— RECORDS —
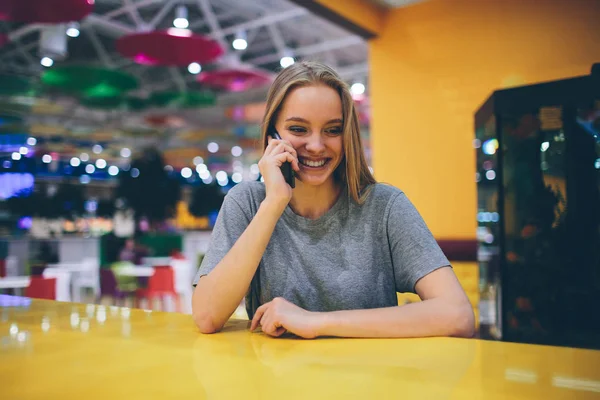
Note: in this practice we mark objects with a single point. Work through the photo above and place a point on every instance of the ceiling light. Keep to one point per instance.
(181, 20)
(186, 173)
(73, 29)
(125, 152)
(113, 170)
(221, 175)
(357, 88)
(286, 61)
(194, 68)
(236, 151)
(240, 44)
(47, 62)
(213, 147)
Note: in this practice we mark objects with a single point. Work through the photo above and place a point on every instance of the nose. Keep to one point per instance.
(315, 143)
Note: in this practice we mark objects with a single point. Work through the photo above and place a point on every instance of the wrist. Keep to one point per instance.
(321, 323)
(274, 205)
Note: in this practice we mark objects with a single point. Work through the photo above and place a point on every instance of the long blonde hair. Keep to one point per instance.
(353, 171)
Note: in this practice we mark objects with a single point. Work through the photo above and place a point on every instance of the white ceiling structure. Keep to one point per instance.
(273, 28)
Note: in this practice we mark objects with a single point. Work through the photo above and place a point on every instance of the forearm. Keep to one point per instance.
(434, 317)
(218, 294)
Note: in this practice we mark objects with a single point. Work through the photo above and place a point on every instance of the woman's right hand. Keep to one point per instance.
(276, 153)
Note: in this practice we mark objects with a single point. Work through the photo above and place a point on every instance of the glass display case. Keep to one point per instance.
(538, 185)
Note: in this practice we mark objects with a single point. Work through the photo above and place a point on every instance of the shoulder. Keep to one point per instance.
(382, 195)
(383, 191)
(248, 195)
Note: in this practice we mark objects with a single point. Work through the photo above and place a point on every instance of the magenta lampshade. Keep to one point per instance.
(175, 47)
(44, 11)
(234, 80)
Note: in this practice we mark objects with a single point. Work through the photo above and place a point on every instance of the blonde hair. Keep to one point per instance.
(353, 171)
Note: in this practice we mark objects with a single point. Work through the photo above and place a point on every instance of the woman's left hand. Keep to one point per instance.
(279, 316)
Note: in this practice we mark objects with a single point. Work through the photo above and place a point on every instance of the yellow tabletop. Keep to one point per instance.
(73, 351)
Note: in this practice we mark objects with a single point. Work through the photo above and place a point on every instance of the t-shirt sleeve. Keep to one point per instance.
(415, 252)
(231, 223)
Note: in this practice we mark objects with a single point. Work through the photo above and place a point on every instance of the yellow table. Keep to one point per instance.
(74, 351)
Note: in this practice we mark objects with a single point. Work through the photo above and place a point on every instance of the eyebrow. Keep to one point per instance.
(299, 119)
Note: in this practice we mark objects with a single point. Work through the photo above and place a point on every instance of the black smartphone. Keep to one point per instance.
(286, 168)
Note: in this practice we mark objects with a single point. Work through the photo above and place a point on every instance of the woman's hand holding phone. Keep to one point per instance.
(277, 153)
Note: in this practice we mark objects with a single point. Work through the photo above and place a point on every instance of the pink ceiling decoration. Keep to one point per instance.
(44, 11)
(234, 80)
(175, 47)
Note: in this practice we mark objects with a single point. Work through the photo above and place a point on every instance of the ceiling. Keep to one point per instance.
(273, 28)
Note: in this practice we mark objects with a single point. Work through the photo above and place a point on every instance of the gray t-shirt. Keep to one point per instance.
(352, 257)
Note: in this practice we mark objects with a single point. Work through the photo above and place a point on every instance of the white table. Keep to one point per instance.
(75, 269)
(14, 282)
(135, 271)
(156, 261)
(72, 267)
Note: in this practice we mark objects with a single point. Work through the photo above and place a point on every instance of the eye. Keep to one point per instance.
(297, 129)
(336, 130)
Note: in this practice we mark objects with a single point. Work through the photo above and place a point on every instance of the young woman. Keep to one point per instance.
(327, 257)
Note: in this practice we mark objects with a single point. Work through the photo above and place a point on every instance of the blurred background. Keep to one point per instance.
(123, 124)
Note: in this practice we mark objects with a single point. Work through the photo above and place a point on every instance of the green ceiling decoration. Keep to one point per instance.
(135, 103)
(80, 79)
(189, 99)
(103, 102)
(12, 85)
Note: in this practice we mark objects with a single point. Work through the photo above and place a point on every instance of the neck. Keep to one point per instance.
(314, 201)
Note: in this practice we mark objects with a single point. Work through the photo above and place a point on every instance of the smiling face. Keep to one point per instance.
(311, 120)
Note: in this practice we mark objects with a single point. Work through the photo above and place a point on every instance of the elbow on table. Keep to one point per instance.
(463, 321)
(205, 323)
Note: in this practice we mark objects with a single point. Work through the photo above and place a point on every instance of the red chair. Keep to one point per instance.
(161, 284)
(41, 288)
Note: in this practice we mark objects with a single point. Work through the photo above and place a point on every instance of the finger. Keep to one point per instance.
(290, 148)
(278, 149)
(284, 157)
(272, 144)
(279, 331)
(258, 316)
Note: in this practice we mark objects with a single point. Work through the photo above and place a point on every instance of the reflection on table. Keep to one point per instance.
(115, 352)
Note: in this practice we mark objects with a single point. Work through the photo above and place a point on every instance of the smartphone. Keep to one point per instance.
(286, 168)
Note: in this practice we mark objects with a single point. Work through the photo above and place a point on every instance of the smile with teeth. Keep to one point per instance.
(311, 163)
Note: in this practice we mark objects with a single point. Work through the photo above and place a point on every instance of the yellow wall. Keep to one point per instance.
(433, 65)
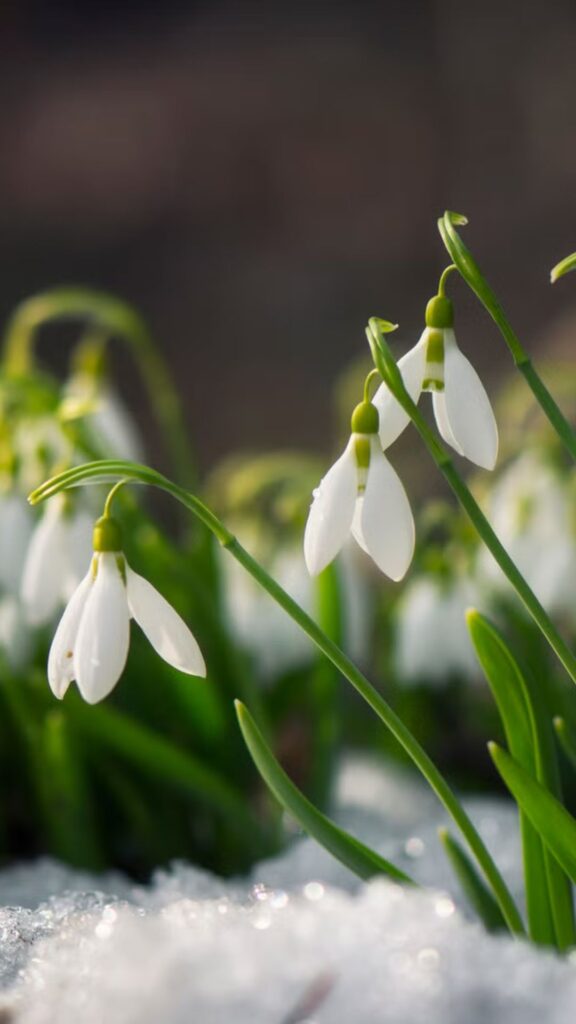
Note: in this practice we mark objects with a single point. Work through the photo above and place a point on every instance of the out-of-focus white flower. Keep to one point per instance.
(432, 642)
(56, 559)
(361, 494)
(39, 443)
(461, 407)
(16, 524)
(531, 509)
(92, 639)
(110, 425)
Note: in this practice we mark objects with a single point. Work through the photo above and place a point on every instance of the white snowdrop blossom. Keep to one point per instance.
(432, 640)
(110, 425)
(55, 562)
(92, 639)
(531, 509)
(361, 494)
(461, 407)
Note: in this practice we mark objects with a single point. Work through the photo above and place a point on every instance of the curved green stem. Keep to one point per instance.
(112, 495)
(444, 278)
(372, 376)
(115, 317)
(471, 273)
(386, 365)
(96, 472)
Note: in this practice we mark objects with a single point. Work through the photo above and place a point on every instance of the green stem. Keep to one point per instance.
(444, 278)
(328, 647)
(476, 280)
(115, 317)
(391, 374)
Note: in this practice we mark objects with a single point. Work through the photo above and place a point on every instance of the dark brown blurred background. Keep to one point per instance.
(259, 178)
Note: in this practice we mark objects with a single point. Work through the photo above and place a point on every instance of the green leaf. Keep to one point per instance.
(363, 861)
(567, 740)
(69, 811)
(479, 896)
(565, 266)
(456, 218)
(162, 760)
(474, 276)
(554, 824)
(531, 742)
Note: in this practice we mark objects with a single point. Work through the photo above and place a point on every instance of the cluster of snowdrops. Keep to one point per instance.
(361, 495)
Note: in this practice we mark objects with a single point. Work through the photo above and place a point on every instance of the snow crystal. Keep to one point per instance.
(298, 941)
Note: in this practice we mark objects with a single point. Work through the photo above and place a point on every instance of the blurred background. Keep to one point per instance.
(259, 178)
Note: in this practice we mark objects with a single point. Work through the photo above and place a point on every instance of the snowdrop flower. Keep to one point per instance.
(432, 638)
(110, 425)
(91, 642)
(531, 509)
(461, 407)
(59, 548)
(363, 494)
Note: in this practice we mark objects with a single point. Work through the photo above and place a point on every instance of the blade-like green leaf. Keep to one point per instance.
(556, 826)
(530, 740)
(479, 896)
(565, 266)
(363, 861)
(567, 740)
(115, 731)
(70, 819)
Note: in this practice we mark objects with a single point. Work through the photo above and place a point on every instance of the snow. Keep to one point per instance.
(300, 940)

— WHAT IS EXPECTED —
Copy out all the items above, changing "place a point" to "put a dot" and keeping everything else the same. Leave out the pictures.

— COMPLETE RESPONSE —
Note: in this practice we mark objects with a single point. Work through the photo above and put a dot on every instance of the ceiling light. Keep to one point per instance.
(181, 20)
(186, 173)
(73, 29)
(125, 152)
(113, 170)
(221, 175)
(357, 88)
(286, 61)
(194, 68)
(236, 151)
(240, 44)
(47, 62)
(213, 147)
Note: in this practice we mark objects with a single point. Work through the photo above and put a dot on every instance of the nose. Keep to one point per instance.
(315, 143)
Note: in this practice we mark objects with a single point. Work through the photo above and put a dot on every instance of the wrist. Keep to one point per instance.
(321, 323)
(274, 205)
Note: in this practice we mark objects with a single point. Work through the photo above and put a dot on every instance of the long blonde hair. Keep to one point per instance.
(353, 171)
Note: in this practice we mark objects with a single point. Work through the photo above and put a dot on every instance of the white ceiling structure. Keep to one point per instance.
(273, 28)
Note: in this practice we mark objects with a single point. Work through the photo above and put a dot on every instance of the forearm. Keep to one point per instance.
(434, 317)
(218, 294)
Note: in this practice we mark objects with a single point. Work through the photo above and put a dot on every instance of the woman's right hand. Keep to one point per instance.
(276, 153)
Note: in this practice we mark objects with a single point. Work through the photo above and put a dot on every instance of the glass display case. Keep to one point per instance.
(538, 185)
Note: in this practice we mark objects with a single point. Work through the photo above and put a dot on every instance of the shoulder. Keep to one point per instance.
(382, 195)
(383, 191)
(248, 195)
Note: in this practice we mark objects with a single point. Work through the photo above and put a dot on every instance of the magenta lampshade. Keep to one point per instance.
(175, 47)
(44, 11)
(234, 80)
Note: in this practice we mark objects with a single point. Work through the photo above and put a dot on every instance of the blonde hair. Keep to one point per instance.
(353, 171)
Note: in this practice we mark objects with a single point. Work through the photo above and put a dot on every instance of the woman's left hand. Keep to one point per instance.
(279, 316)
Note: in this practice we mark objects with a single point. Work through the photo above and put a dot on every instance of the yellow tabletop. Keep to one point per instance.
(73, 351)
Note: in this practice we mark objects with a single point. Work through the photo above and put a dot on every instance of the t-shirt sleeve. Keep to one point per instance.
(415, 252)
(231, 223)
Note: in this practice we mark objects with a single point. Work through the photo above and put a dot on every instance of the yellow table. Keep to one point per instance.
(74, 351)
Note: in this practice we mark objects with a single point. Work through the photo above and put a dot on every instance of the eyebrow. Keep to one point per instance.
(299, 119)
Note: in this practice we mark objects with a single point. Work through the photo above and put a dot on every instance of the black smartphone. Keep to one point per instance.
(286, 168)
Note: in this practice we mark objects with a single point. Work through the photo above and put a dot on every instance of the woman's hand holding phone. Keep to one point per instance.
(277, 153)
Note: in this practice we mark objects with a single point. Work through the photo above and put a dot on every instance of the pink ceiling decoration. Keep to one point per instance.
(44, 11)
(234, 80)
(175, 47)
Note: in this practice we mark objects with a single point. Work through the photo above and put a dot on every instance of the ceiling. Keep to one point per instance.
(273, 28)
Note: in this practice we mark objects with a single point. Work through the photo above and put a dot on every instance of the gray t-shirt. Keep to one point per instance.
(352, 257)
Note: in this practice we mark objects with a single point. Work through the photo above and put a dot on every instance of the white table. Keep to one point per instance.
(75, 269)
(14, 282)
(135, 271)
(156, 261)
(72, 267)
Note: in this practice we mark objects with a single point. Work through the photo above and put a dot on every instance of the eye. Keep to one point per instance.
(297, 129)
(336, 130)
Note: in this practice we mark objects with a single point. Work through the photo above and put a dot on every instance of the young woman. Keep to one point per instance.
(327, 257)
Note: in this practice we mark objects with a single point. Work through the photo above and put a dot on every instance of the blurred background. Keep to one point per instance.
(123, 124)
Note: in this practice we mark objects with a single point. Work through the photo above and put a dot on every instance of the green ceiling decoration. Keep to one point per instance.
(135, 103)
(80, 79)
(189, 99)
(103, 102)
(12, 85)
Note: in this practice we mark objects with a single point. Work through the photo above and put a dot on every instance of the neck. Keep to one point per instance.
(314, 201)
Note: in this practice we mark objects with a single point. Work through the photo above and put a dot on every instance of the smiling face. Keep to one point per instance.
(311, 120)
Note: in this practice we mark objects with a single point. Work through the photo above and put a dot on every instance of the elbow on table. Keep to one point per instance.
(463, 321)
(205, 323)
Note: in this practice we mark objects with a single point. Work through the photo above and put a dot on every instance of the red chair. Keep to one point per instance.
(161, 284)
(41, 288)
Note: in this practice we mark objects with a single point. Work through the photo above and put a dot on every instance of the finger. Keep to one point per instance.
(290, 148)
(278, 149)
(284, 157)
(272, 144)
(279, 331)
(258, 316)
Note: in this practice we mark objects with a single point. Work through the photo above and put a dot on every instance of the reflection on table. Keep to one point per instance.
(115, 352)
Note: in this practice we mark objects with a single point. Work through the photo above and put a dot on every instance of the smartphone. Keep to one point per instance.
(286, 168)
Note: in this practice we mark objects with a single point. Work through the photo above and put a dot on every instance of the smile with teeth. Keep to one point per instance.
(311, 163)
Note: in this practice we mark objects with a single point. Work through the photo above and put a dot on every instance of the yellow wall. Keep to one point per instance.
(433, 65)
Note: in this practice we mark objects with a single point. Work through the photo above and put a dot on every instance of the out-of-focus white flower. Keep to one point per instance.
(432, 642)
(56, 559)
(361, 494)
(39, 443)
(461, 407)
(16, 524)
(531, 509)
(92, 639)
(110, 425)
Note: in this practice we mark objects with a single point. Work through the photo above and put a dot on every instance of the white snowdrop blossom. Keep to one point per instance.
(432, 640)
(110, 425)
(55, 562)
(92, 639)
(531, 509)
(361, 494)
(461, 407)
Note: in this practice we mark objects with a single point. Work through the photo above and put a dot on every instance of the curved green stem. Keep to one point per instance.
(112, 495)
(444, 278)
(372, 376)
(115, 317)
(471, 273)
(386, 365)
(96, 472)
Note: in this practice we mark objects with a single point. Work through the photo above and put a dot on every instance of the green stem. Keep to one point per instance.
(444, 278)
(328, 647)
(476, 280)
(115, 317)
(391, 374)
Note: in this practice we mark objects with a single point. Work through the photo above and put a dot on every instance of the dark brown blurred background. Keep to one point per instance.
(259, 178)
Note: in this practice we mark objects with a single point. Work through the photo above and put a dot on every instance of the green leaf. Keep to one point per instance.
(363, 861)
(567, 740)
(69, 811)
(479, 896)
(565, 266)
(456, 218)
(162, 760)
(474, 276)
(554, 824)
(531, 742)
Note: in this practice we mark objects with a single point. Work through the photo above and put a dot on every instance of the cluster of snowdrops. Keep to one point per instance.
(361, 495)
Note: in this practice we mark objects with a single point. Work through the photo above and put a dot on every instance of the snow crystal. Keep to one point per instance.
(298, 941)
Note: in this practice we mark objects with a single point. Work through the photo above and put a dot on every instance of the blurred background. Keep to one point per instance.
(259, 178)
Note: in this practice we mark objects with a single point. Work through the photo above and put a dot on every instance of the snowdrop flower. Keep to one point per instance.
(432, 638)
(110, 425)
(91, 642)
(531, 509)
(461, 407)
(59, 548)
(363, 494)
Note: in this practice we mark objects with a single point. Work through the photo above and put a dot on every instance of the blade-like green leaf. Keep to one point per instance.
(556, 826)
(530, 740)
(479, 896)
(565, 266)
(363, 861)
(567, 740)
(115, 731)
(70, 819)
Note: in this practice we mark objects with a single point. Work through the photo above and put a dot on every instance of the snow. Keep to one point per instance.
(300, 940)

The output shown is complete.